> [Work instructions]: Send back the data below exactly. Drop every picture.

> [Data extracts]:
********************
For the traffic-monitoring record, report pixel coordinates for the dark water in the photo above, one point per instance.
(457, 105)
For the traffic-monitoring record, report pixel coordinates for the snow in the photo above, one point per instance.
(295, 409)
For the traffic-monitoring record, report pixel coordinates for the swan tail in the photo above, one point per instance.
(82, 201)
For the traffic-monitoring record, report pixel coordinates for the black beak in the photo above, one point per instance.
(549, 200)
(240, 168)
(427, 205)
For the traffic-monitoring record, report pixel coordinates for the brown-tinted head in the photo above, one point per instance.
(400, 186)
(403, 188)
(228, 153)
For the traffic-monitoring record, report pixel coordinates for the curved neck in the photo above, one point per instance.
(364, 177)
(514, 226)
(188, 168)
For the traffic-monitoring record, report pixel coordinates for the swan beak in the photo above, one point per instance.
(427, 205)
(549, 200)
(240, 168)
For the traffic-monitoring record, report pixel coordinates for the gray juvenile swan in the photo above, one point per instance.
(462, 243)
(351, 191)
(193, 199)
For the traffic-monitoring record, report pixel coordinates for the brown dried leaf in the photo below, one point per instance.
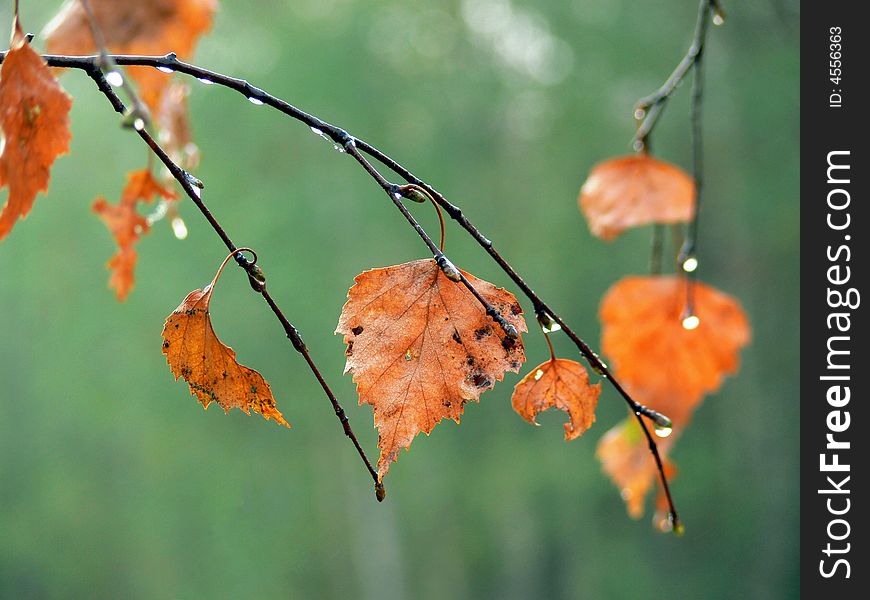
(667, 367)
(34, 118)
(174, 124)
(664, 366)
(127, 225)
(420, 346)
(209, 367)
(152, 27)
(625, 457)
(635, 190)
(559, 383)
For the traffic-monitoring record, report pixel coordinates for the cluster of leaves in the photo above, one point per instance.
(419, 345)
(35, 110)
(670, 338)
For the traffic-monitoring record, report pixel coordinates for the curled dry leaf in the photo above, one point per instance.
(127, 225)
(209, 367)
(34, 117)
(174, 124)
(419, 346)
(663, 365)
(152, 27)
(559, 383)
(635, 190)
(625, 457)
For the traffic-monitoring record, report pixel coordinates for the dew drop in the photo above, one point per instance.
(548, 323)
(115, 78)
(691, 322)
(663, 431)
(690, 264)
(179, 228)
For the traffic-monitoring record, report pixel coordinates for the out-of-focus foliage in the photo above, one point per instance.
(113, 482)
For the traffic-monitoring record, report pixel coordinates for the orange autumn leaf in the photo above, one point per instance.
(419, 346)
(663, 364)
(635, 190)
(126, 225)
(133, 27)
(174, 124)
(34, 118)
(209, 367)
(625, 457)
(559, 383)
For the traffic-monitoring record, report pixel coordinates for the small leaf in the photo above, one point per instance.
(420, 346)
(126, 225)
(34, 118)
(630, 191)
(559, 383)
(625, 457)
(666, 366)
(209, 367)
(663, 365)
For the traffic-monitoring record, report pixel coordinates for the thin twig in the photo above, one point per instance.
(649, 109)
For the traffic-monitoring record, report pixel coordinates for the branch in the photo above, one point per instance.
(355, 147)
(193, 188)
(648, 109)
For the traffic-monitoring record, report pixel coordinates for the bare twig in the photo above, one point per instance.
(649, 108)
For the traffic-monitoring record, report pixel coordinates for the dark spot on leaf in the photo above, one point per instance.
(482, 333)
(481, 380)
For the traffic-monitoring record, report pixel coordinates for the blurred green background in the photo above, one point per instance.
(115, 483)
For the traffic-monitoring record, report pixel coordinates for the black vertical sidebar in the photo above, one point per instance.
(835, 342)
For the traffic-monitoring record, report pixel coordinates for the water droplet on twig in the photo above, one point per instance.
(691, 322)
(115, 78)
(179, 228)
(690, 264)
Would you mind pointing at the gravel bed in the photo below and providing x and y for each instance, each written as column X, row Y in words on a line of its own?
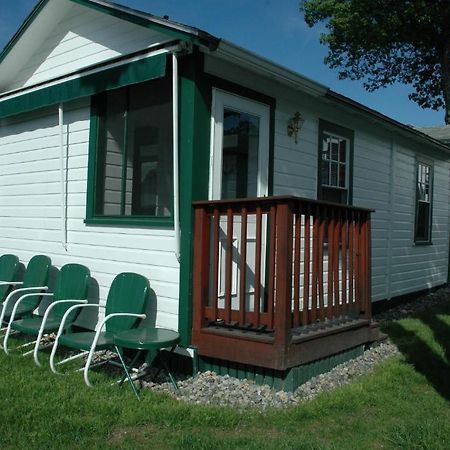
column 211, row 389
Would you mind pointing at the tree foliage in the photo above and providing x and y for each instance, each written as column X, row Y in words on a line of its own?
column 388, row 41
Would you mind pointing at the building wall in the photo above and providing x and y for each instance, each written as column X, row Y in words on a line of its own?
column 81, row 38
column 383, row 179
column 31, row 214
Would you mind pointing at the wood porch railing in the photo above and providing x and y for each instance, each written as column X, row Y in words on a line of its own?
column 268, row 271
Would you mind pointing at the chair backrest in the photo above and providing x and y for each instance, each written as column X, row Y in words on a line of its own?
column 37, row 271
column 9, row 264
column 72, row 283
column 36, row 274
column 129, row 293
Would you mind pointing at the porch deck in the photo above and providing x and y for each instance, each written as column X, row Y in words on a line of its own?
column 280, row 281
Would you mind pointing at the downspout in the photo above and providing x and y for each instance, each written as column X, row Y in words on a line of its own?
column 176, row 169
column 63, row 177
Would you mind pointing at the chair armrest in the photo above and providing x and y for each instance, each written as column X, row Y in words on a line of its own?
column 67, row 313
column 11, row 283
column 20, row 291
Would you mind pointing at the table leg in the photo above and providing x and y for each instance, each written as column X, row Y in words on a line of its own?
column 127, row 373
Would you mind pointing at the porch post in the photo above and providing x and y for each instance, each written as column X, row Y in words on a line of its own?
column 195, row 114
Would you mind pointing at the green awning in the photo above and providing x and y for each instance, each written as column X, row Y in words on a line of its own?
column 86, row 85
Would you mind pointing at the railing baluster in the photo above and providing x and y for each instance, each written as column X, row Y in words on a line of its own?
column 357, row 262
column 337, row 235
column 351, row 261
column 297, row 248
column 315, row 266
column 243, row 268
column 228, row 266
column 344, row 262
column 271, row 274
column 321, row 212
column 257, row 300
column 306, row 259
column 330, row 264
column 283, row 322
column 215, row 255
********************
> [Response to the task]:
For the traffic-monitoring record, report pixel coordinates for the dark water in the photo above, one point per instance.
(457, 105)
For the traffic-monitoring record, report pixel coordinates for the snow in the photo above, one point per instance.
(295, 409)
For the traffic-monitoring record, report pixel coordinates for the swan tail in the photo above, one point per instance.
(82, 201)
For the traffic-monitoring record, report pixel coordinates for the black beak in the photo above, one point per instance.
(549, 200)
(240, 168)
(427, 205)
For the traffic-monitoring record, report pixel coordinates for the brown-tinted head in the photo above, one point per instance.
(400, 186)
(403, 188)
(228, 153)
For the traffic-monitoring record, report pixel coordinates for the curved neck in the photo above, one point per instance.
(364, 177)
(514, 226)
(188, 168)
For the traffic-monitoring record, report pixel coordinates for the swan beak in the photo above, one point per instance.
(427, 205)
(549, 200)
(240, 168)
For the traffic-monitoring record, report pixel coordinates for the gray juvenile swan in the photo above, one point per instance.
(462, 243)
(351, 191)
(193, 199)
For the traffic-monitoring record, report pixel coordinates for the brown dried leaf in the photo below, one point per instance.
(667, 367)
(34, 118)
(174, 124)
(664, 366)
(127, 225)
(420, 346)
(209, 367)
(152, 27)
(625, 457)
(635, 190)
(559, 383)
For the traffic-monitoring record, report pixel coordinates for the cluster of leaves in the photo above, one point per instance.
(419, 345)
(35, 110)
(670, 338)
For the traffic-monitoring record, report pixel coordinates for the curled dry leaf in the photo above, one point per instance.
(127, 225)
(209, 367)
(34, 117)
(174, 124)
(419, 346)
(663, 365)
(152, 27)
(559, 383)
(635, 190)
(625, 457)
For the traffic-monitoring record, report pixel coordinates for the dew drop in the photo above, one point per instance.
(548, 323)
(115, 78)
(691, 322)
(663, 431)
(690, 264)
(179, 228)
For the traffic-monitoring record, report pixel coordinates for the out-of-focus foliage in the photo above, one point per instance.
(113, 482)
For the traffic-monitoring record, report pixel coordinates for the orange autumn leaf in the photo above, one point per instance.
(419, 346)
(663, 364)
(635, 190)
(126, 225)
(133, 27)
(174, 124)
(34, 118)
(209, 367)
(625, 457)
(559, 383)
For the traffic-monitoring record, report pixel coordinates for the small leaf in the photo above, one point per instance.
(420, 346)
(126, 225)
(34, 118)
(630, 191)
(559, 383)
(625, 457)
(666, 366)
(209, 367)
(663, 365)
For the traffic-monitoring record, report pixel coordinates for the thin twig in the photo above, one point per instance.
(649, 109)
For the traffic-monitoring record, report pixel coordinates for the branch in the photo above, one point per instance.
(355, 147)
(193, 188)
(648, 109)
For the traffic-monitoring record, report pixel coordinates for the bare twig in the photo above, one point per instance.
(649, 108)
For the traffic-monitoring record, report pixel coordinates for the dark spot on leaf in the photo above, one point per instance.
(482, 333)
(481, 380)
For the traffic-monitoring record, report pixel coordinates for the blurred green background in the photo above, one point per instance.
(115, 483)
For the traffic-monitoring record, report pixel coordinates for the black vertical sidebar in the photo above, one point per instance.
(835, 342)
For the traffic-monitoring record, report pixel coordinates for the water droplet on twig in the photo above, one point per instance.
(691, 322)
(115, 78)
(179, 228)
(690, 264)
Would you mind pointing at the gravel bed in the photo below and providing x and y for each instance, each written as column X, row Y in words on a line of its own?
column 211, row 389
Would you mind pointing at the tree foliage in the photo above and providing x and y for each instance, each written as column X, row Y in words on a line of its own?
column 388, row 41
Would you mind pointing at the building wall in the photo above and providing x and y for each instance, each written as column X, row Y in words on a line of its own?
column 81, row 38
column 383, row 179
column 31, row 214
Would you mind pointing at the wood porch railing in the photo above and providing x and y for each instance, each written as column X, row Y in words on a line of its own?
column 268, row 271
Would you mind pointing at the chair backrest in the photo above and providing x and y for each instance, each written as column X, row Y in words on a line of its own?
column 37, row 271
column 9, row 264
column 72, row 283
column 36, row 274
column 129, row 293
Would you mind pointing at the porch deck in the photo above and providing x and y for each instance, each written as column X, row Y in words on a line of its own?
column 280, row 281
Would you mind pointing at the downspout in the photo above and providing x and y for each instance, each written as column X, row Y in words on a line of its own?
column 176, row 169
column 63, row 177
Would you mind pointing at the chair armrest in the photo above and providing x and y for each instance, each written as column X, row Y in words on a line of its own?
column 67, row 313
column 11, row 283
column 20, row 291
Would you mind pointing at the table leg in the photo above and providing x and y for each instance, each written as column X, row Y in words on a line of its own?
column 127, row 373
Would you mind pointing at the porch post in the photo above and providing x and y for each instance, each written as column X, row Y in words on a line of its own?
column 195, row 114
Would you mind pointing at the green awning in the photo above and providing x and y for each instance, each written as column X, row Y in words on a line of its own?
column 86, row 85
Would you mind pointing at the railing baluster in the photo above and providing x and y for each instance, each written as column X, row Y in words on a line of its own?
column 357, row 262
column 337, row 235
column 351, row 261
column 297, row 248
column 315, row 266
column 243, row 268
column 228, row 266
column 344, row 262
column 271, row 274
column 321, row 212
column 257, row 300
column 306, row 259
column 330, row 264
column 283, row 322
column 215, row 255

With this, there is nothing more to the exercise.